Excerpted records
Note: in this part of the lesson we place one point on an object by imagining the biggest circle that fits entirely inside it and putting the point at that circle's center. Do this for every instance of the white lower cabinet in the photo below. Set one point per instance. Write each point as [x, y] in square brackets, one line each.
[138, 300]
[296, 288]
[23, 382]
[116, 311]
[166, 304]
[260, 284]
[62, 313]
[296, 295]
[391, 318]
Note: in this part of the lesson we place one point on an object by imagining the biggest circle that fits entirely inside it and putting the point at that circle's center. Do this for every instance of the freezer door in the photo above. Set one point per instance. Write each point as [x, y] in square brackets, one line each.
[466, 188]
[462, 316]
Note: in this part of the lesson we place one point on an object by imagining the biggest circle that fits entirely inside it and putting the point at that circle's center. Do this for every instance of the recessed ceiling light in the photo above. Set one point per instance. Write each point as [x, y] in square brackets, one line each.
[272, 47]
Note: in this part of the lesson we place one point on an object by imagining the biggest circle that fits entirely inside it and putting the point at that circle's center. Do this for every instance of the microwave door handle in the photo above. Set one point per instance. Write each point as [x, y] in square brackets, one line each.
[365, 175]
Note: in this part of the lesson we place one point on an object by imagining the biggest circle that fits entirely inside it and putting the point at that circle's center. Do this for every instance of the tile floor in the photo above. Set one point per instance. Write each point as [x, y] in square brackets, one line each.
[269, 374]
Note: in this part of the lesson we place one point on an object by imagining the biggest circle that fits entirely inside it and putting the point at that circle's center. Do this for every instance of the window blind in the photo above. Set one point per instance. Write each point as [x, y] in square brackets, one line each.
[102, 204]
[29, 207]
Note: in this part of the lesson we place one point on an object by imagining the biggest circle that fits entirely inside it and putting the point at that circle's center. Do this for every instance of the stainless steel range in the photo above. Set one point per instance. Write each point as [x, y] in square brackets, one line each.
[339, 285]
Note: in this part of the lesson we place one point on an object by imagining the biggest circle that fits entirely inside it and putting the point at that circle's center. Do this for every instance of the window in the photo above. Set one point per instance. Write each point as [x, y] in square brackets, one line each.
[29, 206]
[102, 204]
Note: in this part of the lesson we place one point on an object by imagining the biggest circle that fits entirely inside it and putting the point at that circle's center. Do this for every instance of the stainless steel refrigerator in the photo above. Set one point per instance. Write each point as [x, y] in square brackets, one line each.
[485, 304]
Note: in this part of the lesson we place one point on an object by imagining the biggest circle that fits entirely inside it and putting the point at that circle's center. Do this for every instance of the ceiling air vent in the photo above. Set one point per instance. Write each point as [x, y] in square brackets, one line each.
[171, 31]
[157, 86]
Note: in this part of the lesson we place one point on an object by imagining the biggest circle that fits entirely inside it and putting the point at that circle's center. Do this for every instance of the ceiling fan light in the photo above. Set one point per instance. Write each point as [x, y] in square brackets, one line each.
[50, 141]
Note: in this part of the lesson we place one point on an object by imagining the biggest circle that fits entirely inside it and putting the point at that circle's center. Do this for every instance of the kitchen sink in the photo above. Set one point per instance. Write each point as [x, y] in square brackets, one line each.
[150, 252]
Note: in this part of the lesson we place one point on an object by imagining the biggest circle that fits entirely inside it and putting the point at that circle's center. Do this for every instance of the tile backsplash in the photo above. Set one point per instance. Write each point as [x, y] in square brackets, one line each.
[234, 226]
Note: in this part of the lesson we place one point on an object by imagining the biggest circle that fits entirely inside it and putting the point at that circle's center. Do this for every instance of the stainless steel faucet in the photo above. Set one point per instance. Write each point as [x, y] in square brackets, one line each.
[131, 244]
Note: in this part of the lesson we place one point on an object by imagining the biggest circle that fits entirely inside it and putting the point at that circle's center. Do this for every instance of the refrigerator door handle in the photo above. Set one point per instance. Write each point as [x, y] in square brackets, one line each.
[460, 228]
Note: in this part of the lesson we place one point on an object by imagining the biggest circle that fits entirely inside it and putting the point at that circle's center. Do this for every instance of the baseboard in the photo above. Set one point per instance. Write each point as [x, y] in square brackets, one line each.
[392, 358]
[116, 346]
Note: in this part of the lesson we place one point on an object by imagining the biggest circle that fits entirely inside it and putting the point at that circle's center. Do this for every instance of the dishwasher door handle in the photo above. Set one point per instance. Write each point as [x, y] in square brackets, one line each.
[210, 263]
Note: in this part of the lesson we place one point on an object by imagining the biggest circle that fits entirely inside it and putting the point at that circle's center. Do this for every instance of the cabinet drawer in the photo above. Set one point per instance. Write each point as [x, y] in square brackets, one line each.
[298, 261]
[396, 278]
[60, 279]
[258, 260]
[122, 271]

Action item
A faithful, word-for-word copy of the data is the expected answer.

Result of this task
Note: in this part of the lesson we place one point on an object by imagining the biggest circle that fits entirely inside it and putting the point at that circle's center. Do this for every instance of the white lower cabinet in the photo below. Set one point per instance. Write each point as [x, y] in square brackets, one line each.
[138, 300]
[296, 288]
[23, 382]
[116, 311]
[166, 304]
[260, 284]
[62, 313]
[296, 295]
[391, 318]
Note: in this part of the lesson we place one point on an object by imagining the biggest circle that fits entirely inside it and putting the point at that circle's center. Do this for every instance of the freezer door in the photo above. Set one point per instance. Write each point as [x, y] in square brackets, one line each.
[466, 188]
[462, 316]
Note: in this part of the lesson we place one point on an object by imagining the biggest circle that fits entirely inside it and putting the point at that circle's center. Do this for every instance of the recessed ceiling light in the photo above. Set one point per instance. Write each point as [x, y] in square brackets, one line each.
[272, 47]
Note: in this part of the lesson we place one point on an object by imagining the biggest circle that fits entirely inside it and putting the point at that circle's center. Do this for every instance of the microwave door handle in the photo above. Set one point per instance. Write each point as [x, y] in square brackets, one line each.
[365, 175]
Note: in this part of the lesson we place one point on an object by imagining the biggest circle that fits entirely inside it and putting the point at that circle's center. Do this for every instance of the tile floor in the photo above. Set one point per instance. Write each point as [x, y] in square brackets, one line each.
[269, 374]
Note: in this part of the lesson we place one point on an object by imagining the biggest circle that fits entirely inside it and putting the point at that circle's center. Do this for every instance of the window blind in the photo above. Set one point per instance. Write each point as [x, y] in square brackets, one line each.
[102, 204]
[29, 207]
Note: in this part of the lesson we place one point on an object by imagining the biggest circle that fits entirely inside it and putting the point at that circle's center. Do this for every instance of the stainless steel range in the photo above. Set one point per instance. Write each point as [x, y] in square brackets, one line each.
[339, 285]
Note: in this part of the lesson we place one point on an object by imagining the biggest circle that fits entirely inside it and putting the point at that circle's center. Do this for every instance of the window in the photo above. Set one point per instance. Write each point as [x, y] in square brackets, one line each.
[29, 206]
[102, 204]
Note: in this part of the lesson we place one point on an object by imagining the biggest circle that fits entirely inside it and putting the point at that circle's center. Do this for every instance of the stainless steel refrigerator in the photo above. Set one point per instance. Write each point as [x, y] in square brackets, one line each.
[485, 304]
Note: in this part of the lesson we place one point on an object by imagining the biggest circle that fits entirely inside it and putting the point at that circle's center. Do this for every instance of the ceiling air vent in the photo above. Set one point per instance. Write each point as [x, y] in square brackets, one line each.
[171, 31]
[157, 86]
Note: in this part of the lesson we place one point on an object by imagining the biggest circle that fits entirely inside it and putting the point at that circle's center. Do this for every instance of the ceiling fan light in the photo above. Set one point per instance. Write each point as [x, y] in square brackets, one line each.
[50, 141]
Note: in this part of the lesson we place one point on an object by imagining the biggest circle that fits entirely inside it and putting the point at that circle's center. Do this for every instance of the kitchen sink in the photo above. Set one point per instance. Write each point as [x, y] in square brackets, one line each.
[150, 252]
Note: in this part of the lesson we place one point on an object by imagining the biggest circle that fits entirely inside it and putting the point at that circle's center. Do this for every instance of the tile backsplash in the photo above. Set one point per instance. Write each point as [x, y] in square brackets, one line each.
[234, 226]
Note: in this part of the lesson we place one point on an object by imagining the biggest circle that fits entirely inside it and putting the point at that circle's center. Do this for every instance of the stainless steel faucet in the photo above. Set one point per instance. Write each point as [x, y] in square brackets, one line each.
[131, 244]
Note: in this part of the lesson we place one point on an object by imagining the biggest circle that fits entirely inside it and putting the point at that circle's center. Do this for every instance of the refrigerator door handle in the photo above. Set one point per instance. Write each point as [x, y] in square brackets, one line each.
[460, 228]
Note: in this part of the lesson we place one point on an object by imagining the biggest circle that fits entirely inside it and putting the point at that circle's center. Do this for every instance of the baseboard in the photo above. Set one point per instance. Write each point as [x, y] in square brackets, one line each.
[392, 358]
[116, 346]
Note: in this part of the lesson we place one point on an object by imagining the biggest circle that fits entirely inside it and putting the point at that circle's center. Do this for every instance of the dishwasher door handle in the photo above. Set one point per instance. Write each point as [x, y] in square brackets, one line each.
[210, 263]
Note: in this part of the lesson we place one point on an object by imagining the biggest circle that fits entirely inside it and putting the point at that circle's center. Do this for every instance of the cabinet drawer in the photo above. Set one point per instance. Write each point as [x, y] in square brackets, one line each.
[298, 261]
[396, 278]
[60, 279]
[258, 260]
[122, 271]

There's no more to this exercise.